# Given request
Pull out every line of the material below that contains the string "shelf", treating uppercase and lowercase letters as different.

# Data excerpts
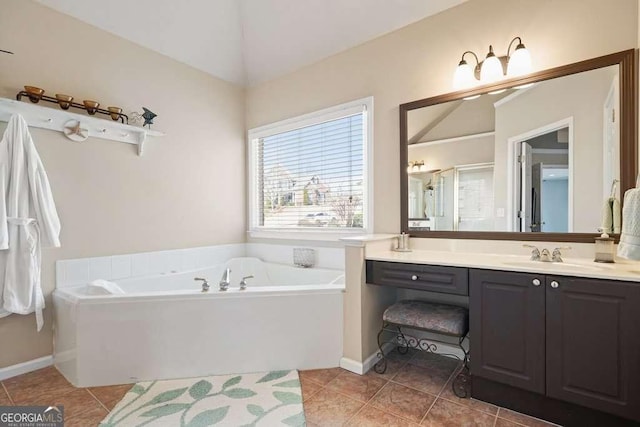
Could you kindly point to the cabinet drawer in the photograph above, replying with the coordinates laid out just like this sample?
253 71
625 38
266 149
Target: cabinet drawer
449 280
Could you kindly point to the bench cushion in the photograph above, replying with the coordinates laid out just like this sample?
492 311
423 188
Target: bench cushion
434 317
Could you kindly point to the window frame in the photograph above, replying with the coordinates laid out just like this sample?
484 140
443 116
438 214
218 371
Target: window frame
362 105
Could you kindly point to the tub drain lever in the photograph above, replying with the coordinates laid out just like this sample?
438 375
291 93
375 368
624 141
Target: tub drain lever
205 284
243 282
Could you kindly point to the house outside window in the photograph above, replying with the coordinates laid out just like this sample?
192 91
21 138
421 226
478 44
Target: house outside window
311 175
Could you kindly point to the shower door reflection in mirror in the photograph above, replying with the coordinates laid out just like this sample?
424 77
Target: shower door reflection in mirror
544 158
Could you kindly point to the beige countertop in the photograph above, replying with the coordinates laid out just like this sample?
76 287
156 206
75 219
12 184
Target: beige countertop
578 267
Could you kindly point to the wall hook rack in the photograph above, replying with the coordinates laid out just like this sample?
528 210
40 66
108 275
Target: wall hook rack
114 115
54 119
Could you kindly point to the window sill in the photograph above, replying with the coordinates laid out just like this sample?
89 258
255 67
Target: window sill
320 235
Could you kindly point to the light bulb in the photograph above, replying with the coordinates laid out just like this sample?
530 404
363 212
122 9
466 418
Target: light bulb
463 77
519 62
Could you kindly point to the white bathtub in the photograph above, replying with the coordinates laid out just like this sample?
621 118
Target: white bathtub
163 326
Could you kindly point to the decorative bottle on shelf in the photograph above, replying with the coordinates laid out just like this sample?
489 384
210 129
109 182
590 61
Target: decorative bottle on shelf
605 248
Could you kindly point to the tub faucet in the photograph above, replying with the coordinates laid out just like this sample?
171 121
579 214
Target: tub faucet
205 284
226 279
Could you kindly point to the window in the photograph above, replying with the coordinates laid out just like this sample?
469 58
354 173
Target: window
310 173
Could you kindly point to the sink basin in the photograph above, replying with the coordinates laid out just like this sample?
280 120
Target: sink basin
558 266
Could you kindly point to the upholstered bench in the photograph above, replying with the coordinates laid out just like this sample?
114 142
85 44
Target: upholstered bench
435 318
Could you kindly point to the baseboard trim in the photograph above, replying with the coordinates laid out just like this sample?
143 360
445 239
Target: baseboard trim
362 368
25 367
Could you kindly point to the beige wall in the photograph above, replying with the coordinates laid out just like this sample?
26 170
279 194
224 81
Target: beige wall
188 188
417 62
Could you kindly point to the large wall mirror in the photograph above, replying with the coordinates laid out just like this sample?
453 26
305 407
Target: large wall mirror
533 158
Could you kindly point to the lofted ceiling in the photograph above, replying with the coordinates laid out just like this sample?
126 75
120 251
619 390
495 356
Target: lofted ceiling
249 41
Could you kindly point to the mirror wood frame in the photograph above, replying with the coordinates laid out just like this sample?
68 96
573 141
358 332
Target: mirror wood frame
626 60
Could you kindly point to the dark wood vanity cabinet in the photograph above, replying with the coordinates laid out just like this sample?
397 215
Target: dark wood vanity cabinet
507 322
572 339
450 280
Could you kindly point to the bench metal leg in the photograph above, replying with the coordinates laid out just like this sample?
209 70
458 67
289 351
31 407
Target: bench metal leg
461 385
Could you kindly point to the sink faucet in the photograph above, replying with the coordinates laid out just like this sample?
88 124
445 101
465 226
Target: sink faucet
556 256
545 255
225 280
535 252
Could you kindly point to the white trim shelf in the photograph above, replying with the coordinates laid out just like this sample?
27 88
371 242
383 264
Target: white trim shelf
52 119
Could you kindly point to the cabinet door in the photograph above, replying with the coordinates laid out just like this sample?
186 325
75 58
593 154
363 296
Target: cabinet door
507 321
593 344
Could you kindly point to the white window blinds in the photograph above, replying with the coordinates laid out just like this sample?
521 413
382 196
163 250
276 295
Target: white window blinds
312 177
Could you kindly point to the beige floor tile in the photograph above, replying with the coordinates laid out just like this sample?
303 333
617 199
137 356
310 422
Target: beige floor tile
501 422
393 366
90 418
447 393
359 387
327 408
320 376
522 419
110 395
403 401
77 402
429 380
39 387
309 388
373 417
449 414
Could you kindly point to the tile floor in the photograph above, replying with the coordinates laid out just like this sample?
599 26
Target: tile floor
415 390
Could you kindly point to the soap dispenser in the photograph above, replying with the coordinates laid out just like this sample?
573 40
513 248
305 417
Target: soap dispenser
604 248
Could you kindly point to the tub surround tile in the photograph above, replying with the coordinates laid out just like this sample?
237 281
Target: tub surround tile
120 266
110 395
403 401
321 376
522 419
75 271
330 408
430 380
100 268
359 387
373 417
449 414
139 265
39 387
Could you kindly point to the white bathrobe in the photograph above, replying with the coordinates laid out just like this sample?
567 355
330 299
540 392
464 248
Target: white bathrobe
28 219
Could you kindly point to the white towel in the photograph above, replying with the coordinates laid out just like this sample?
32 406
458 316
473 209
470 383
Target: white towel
611 216
104 287
629 246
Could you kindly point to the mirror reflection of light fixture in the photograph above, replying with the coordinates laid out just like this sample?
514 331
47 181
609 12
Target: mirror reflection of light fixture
417 166
493 68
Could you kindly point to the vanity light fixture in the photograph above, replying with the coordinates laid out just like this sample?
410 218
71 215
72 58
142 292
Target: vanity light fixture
493 68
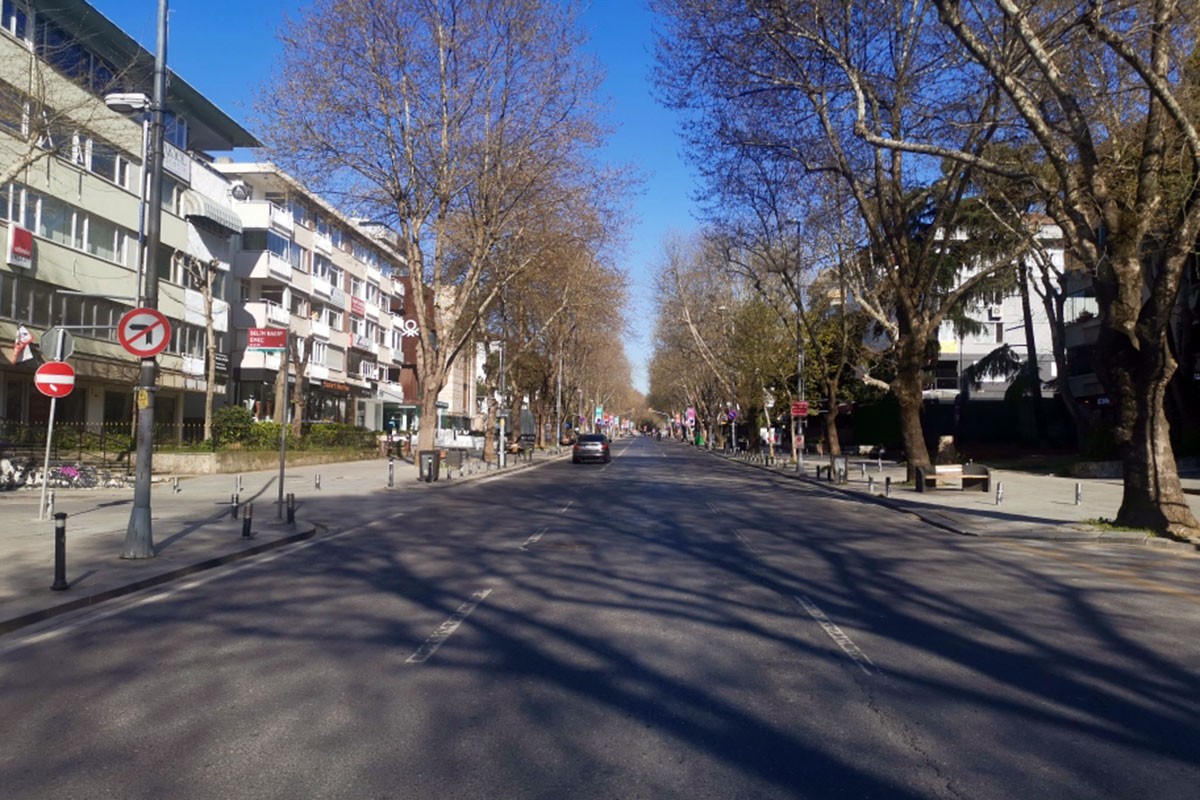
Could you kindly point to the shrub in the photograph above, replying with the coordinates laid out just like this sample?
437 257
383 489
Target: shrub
232 423
335 435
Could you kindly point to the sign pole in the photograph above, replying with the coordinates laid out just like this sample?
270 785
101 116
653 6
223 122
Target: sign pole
139 533
49 438
283 429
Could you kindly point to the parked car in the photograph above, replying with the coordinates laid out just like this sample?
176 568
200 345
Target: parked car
591 446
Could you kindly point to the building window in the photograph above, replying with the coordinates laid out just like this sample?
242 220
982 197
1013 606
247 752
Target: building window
15 19
319 352
102 239
175 130
55 221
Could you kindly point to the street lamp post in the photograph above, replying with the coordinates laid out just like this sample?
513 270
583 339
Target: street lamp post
137 103
798 438
139 534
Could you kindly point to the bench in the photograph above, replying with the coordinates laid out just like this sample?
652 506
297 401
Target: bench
967 476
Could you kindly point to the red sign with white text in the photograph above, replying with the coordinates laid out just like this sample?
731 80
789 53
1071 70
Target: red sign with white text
21 246
267 338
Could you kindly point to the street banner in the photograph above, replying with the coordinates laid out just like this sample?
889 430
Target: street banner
21 347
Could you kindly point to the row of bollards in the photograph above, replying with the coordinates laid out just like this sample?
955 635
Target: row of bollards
247 521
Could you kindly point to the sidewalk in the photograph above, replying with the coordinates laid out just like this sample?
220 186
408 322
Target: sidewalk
1027 506
193 529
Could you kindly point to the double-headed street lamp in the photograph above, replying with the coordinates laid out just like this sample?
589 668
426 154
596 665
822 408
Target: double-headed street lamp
139 534
137 103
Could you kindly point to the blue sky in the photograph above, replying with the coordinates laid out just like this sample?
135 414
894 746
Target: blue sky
226 49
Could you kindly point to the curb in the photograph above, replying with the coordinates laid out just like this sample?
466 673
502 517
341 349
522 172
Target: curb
1062 533
7 626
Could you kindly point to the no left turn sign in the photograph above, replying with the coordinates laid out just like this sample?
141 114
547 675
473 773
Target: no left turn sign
144 332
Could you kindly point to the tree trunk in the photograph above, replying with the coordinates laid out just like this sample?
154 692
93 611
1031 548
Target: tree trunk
907 388
1031 353
1138 377
490 429
426 434
831 420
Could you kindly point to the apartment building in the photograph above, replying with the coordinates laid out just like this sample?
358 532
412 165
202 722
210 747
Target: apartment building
339 284
71 211
1001 320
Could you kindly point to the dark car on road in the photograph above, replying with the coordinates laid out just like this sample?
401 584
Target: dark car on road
591 446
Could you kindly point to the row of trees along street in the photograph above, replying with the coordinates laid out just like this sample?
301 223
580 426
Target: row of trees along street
468 128
876 167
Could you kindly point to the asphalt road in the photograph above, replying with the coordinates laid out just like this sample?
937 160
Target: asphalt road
669 625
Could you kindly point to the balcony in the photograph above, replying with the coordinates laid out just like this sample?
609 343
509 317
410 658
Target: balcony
261 360
259 215
265 313
323 244
262 265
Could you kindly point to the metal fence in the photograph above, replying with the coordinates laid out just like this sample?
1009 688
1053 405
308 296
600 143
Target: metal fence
111 444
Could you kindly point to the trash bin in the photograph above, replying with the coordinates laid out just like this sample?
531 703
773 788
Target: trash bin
429 464
840 468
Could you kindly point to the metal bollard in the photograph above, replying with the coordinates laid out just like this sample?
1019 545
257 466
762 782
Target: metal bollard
60 552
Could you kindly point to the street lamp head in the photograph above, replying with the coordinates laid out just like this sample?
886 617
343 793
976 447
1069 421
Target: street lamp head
127 102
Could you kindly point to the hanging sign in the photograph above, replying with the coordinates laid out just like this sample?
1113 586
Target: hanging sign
267 338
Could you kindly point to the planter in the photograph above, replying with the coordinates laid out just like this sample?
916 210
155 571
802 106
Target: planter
246 461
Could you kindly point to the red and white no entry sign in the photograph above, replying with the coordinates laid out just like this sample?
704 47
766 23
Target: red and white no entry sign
144 332
54 378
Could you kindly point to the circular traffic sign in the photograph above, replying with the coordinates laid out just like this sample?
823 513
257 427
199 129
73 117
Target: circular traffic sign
144 332
54 378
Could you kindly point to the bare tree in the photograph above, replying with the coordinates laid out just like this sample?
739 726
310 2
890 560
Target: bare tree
1102 96
456 122
202 275
778 78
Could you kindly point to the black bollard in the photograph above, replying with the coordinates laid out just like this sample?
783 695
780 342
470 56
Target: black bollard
60 552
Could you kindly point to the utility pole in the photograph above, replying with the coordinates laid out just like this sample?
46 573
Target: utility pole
139 534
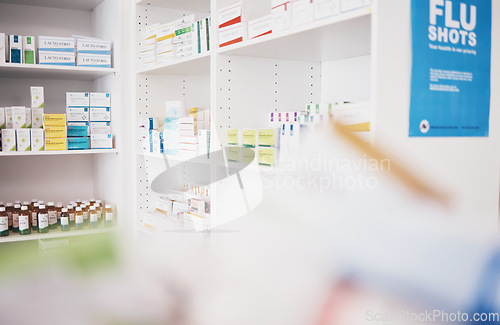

# Answer to this exercise
Could you kindly point to the decorative bottle on shelf in the photograph above, replying with the coordinates laid out just like this sample?
Target: decorative bottle on shelf
Could you kindly point to the white trim shelf in the photograph above, replying with the coordinates laid out just like this sample?
Target: white trim shelf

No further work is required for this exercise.